DATA IN THIS EXERCISE ->
···

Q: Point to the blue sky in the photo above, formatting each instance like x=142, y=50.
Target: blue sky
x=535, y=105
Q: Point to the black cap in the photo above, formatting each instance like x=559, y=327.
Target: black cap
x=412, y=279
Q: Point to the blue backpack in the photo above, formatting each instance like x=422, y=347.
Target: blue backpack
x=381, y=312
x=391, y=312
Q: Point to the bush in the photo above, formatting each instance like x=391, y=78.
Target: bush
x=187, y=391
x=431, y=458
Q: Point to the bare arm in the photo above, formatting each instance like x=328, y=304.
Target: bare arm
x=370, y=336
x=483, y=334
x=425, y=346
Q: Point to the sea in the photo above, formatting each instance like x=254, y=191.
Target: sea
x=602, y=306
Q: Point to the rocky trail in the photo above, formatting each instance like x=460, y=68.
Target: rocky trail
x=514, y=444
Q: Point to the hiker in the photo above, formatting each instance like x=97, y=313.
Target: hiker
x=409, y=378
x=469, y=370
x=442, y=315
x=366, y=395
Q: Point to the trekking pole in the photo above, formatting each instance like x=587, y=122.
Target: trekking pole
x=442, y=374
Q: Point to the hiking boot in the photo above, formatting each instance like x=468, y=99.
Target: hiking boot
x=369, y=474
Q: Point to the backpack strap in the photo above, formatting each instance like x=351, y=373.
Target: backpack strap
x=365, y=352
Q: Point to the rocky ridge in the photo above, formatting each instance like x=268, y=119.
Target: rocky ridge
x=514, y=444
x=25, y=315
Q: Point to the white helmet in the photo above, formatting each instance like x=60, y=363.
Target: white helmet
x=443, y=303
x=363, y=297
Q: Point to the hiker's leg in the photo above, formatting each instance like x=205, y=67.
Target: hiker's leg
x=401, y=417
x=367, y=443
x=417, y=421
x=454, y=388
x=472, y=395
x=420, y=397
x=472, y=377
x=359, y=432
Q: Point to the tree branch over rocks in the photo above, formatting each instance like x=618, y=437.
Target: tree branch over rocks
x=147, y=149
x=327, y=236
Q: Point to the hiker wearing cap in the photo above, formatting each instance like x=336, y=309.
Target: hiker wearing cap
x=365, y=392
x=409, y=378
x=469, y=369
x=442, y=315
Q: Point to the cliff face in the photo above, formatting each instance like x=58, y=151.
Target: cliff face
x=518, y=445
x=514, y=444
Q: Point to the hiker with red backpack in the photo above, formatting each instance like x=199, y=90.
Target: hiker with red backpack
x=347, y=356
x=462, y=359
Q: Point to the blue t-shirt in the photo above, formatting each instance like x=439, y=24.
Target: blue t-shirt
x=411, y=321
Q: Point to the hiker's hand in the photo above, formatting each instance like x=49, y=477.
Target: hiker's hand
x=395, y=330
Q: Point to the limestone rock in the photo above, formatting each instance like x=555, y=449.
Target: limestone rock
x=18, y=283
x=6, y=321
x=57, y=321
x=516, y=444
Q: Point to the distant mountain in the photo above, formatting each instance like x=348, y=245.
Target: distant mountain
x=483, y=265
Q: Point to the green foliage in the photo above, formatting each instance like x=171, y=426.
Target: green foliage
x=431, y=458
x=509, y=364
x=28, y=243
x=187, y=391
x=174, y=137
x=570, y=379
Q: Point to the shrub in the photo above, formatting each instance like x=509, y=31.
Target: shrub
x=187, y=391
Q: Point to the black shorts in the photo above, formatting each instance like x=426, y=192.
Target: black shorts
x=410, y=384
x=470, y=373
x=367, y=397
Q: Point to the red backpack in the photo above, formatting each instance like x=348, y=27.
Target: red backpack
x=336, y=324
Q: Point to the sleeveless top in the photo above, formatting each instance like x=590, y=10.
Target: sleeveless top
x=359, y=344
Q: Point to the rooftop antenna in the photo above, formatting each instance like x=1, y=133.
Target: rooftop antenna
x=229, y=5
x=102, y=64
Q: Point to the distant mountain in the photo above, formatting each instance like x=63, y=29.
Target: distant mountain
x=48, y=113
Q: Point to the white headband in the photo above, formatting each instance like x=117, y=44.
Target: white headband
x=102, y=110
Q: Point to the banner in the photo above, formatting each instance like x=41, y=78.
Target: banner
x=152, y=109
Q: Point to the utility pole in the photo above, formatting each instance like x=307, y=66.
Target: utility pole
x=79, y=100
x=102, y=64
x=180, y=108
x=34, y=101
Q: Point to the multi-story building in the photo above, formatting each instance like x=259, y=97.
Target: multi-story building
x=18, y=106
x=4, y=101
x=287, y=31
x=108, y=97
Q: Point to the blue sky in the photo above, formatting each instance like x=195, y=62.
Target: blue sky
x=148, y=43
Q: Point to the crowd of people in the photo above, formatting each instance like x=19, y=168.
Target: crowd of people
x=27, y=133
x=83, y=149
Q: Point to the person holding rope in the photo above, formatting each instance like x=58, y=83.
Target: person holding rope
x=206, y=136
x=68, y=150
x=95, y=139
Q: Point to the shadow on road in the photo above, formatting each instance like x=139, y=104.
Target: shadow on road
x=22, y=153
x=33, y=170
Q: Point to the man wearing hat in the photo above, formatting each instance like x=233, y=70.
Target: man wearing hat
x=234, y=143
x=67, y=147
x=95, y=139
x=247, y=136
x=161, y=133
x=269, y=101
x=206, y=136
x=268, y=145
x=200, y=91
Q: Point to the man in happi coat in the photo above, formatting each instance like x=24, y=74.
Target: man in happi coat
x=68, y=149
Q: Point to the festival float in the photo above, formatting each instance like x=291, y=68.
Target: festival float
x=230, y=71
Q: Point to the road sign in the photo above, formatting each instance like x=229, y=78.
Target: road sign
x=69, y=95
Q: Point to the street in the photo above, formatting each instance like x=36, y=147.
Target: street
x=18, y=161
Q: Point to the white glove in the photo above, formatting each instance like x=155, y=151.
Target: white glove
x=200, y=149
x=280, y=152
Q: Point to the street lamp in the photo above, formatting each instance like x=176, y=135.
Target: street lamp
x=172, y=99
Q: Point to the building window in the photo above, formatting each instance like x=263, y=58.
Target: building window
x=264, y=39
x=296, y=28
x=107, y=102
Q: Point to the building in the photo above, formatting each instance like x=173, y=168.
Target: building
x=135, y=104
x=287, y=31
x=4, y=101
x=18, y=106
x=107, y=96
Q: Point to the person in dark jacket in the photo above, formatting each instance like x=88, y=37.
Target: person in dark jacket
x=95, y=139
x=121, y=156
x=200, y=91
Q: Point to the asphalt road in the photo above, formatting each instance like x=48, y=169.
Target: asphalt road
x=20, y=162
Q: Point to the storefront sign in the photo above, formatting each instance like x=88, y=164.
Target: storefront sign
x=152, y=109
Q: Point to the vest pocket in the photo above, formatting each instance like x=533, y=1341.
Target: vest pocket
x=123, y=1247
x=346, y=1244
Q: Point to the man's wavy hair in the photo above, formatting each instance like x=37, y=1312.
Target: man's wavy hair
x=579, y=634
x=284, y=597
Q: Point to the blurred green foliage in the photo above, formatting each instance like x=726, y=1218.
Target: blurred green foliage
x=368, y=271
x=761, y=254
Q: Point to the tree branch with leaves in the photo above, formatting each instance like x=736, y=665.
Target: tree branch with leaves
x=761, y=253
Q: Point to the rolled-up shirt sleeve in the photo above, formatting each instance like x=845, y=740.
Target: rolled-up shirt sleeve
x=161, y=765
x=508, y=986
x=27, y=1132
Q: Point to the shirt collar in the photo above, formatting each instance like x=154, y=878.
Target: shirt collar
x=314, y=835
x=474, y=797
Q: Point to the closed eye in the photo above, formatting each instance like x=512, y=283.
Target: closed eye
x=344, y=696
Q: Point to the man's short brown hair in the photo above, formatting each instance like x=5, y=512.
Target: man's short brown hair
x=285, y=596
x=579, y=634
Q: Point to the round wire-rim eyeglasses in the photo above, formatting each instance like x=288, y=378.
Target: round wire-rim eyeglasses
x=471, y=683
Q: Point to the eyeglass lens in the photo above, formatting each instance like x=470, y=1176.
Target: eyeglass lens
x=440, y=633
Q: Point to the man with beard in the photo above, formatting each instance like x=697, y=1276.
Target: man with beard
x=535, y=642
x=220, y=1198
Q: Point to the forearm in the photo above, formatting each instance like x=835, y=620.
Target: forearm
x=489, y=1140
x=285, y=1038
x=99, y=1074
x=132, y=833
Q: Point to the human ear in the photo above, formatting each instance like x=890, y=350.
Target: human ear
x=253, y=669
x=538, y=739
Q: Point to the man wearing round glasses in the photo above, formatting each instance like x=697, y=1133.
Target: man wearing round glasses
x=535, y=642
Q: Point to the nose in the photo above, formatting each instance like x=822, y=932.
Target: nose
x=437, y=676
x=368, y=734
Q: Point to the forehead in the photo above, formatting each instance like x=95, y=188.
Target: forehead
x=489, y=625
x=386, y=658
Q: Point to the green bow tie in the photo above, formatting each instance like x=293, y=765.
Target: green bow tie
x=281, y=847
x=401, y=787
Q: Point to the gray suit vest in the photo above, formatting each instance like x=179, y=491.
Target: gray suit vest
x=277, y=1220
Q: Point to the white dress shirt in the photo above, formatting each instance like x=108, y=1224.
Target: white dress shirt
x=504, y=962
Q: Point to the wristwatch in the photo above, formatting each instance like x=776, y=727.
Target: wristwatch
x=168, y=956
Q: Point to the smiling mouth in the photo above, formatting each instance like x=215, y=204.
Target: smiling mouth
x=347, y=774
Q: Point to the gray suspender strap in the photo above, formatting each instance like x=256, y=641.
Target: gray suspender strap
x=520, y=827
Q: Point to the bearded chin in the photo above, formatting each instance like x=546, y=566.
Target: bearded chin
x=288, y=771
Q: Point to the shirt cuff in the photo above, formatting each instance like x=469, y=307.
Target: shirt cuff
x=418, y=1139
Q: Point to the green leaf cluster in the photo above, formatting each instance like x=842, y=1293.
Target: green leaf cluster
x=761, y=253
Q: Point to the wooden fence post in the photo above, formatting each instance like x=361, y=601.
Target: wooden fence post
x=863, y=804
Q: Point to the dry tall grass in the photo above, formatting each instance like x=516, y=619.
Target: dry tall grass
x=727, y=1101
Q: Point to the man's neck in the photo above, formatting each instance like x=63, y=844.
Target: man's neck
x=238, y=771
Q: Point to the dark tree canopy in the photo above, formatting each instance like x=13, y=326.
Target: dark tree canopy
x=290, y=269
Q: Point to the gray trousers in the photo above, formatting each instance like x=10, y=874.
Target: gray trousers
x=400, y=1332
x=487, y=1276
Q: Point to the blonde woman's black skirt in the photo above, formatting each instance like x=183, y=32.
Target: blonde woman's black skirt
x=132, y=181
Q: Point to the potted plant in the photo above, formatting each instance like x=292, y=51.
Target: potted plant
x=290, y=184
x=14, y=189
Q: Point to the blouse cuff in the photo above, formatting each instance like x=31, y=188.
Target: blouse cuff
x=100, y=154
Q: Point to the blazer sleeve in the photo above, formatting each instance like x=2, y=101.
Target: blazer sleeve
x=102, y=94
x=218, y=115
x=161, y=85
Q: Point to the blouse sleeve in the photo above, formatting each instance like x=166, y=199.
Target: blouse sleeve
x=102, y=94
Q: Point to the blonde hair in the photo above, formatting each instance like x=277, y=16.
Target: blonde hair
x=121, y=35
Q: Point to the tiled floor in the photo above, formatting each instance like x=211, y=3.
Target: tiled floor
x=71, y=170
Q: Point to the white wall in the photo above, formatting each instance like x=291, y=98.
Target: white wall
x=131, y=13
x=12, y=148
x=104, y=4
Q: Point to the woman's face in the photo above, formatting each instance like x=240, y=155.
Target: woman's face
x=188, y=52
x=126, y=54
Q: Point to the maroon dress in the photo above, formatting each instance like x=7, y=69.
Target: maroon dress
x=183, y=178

···

TASK INSTRUCTIONS ->
In the data above, find the line containing "Target: man's neck", then copy it and every later line exactly.

REPLY TO THE EXERCISE ->
Target: man's neck
x=238, y=771
Q: Point to the dark tree canopy in the photo above, formatting each instance like x=13, y=326.
Target: dark tree canopy
x=290, y=269
Q: Point to the gray trousers in the photo above, formatting each instance like x=10, y=874.
Target: gray trousers
x=400, y=1332
x=487, y=1276
Q: Point to the blonde woman's black skirt in the photo above, formatting each instance like x=183, y=32.
Target: blonde woman's black skirt
x=132, y=181
Q: Point to the potted plant in the photo above, formatting each instance like x=292, y=51.
Target: potted plant
x=290, y=184
x=14, y=189
Q: Point to the blouse cuff in the photo above, formatting each instance like x=31, y=188.
Target: blouse cuff
x=100, y=154
Q: Point to the blazer sleeve in the photo above, formatting each instance like x=2, y=101.
Target: blazer sleeve
x=102, y=94
x=218, y=115
x=161, y=85
Q: Point to the blouse sleeve in the photo above, formatting each instance like x=166, y=199.
Target: blouse sleeve
x=102, y=94
Q: Point to the blonde hair in the photo above, formatting each instance like x=277, y=16.
Target: blonde hair
x=121, y=35
Q: Point to the tiled floor in the photo above, formatting each instance like x=211, y=3.
Target: tiled floor
x=71, y=170
Q: Point to the white wall in the photo above, formatting each instance like x=291, y=98.
Target: white wall
x=131, y=13
x=12, y=148
x=104, y=4
Q: Point to the woman's face in the photo above, formatting each instance like x=240, y=155.
Target: woman's face
x=188, y=52
x=126, y=54
Q: Point to the maroon dress in the photo above, formatting each instance like x=7, y=69.
Target: maroon dress
x=183, y=178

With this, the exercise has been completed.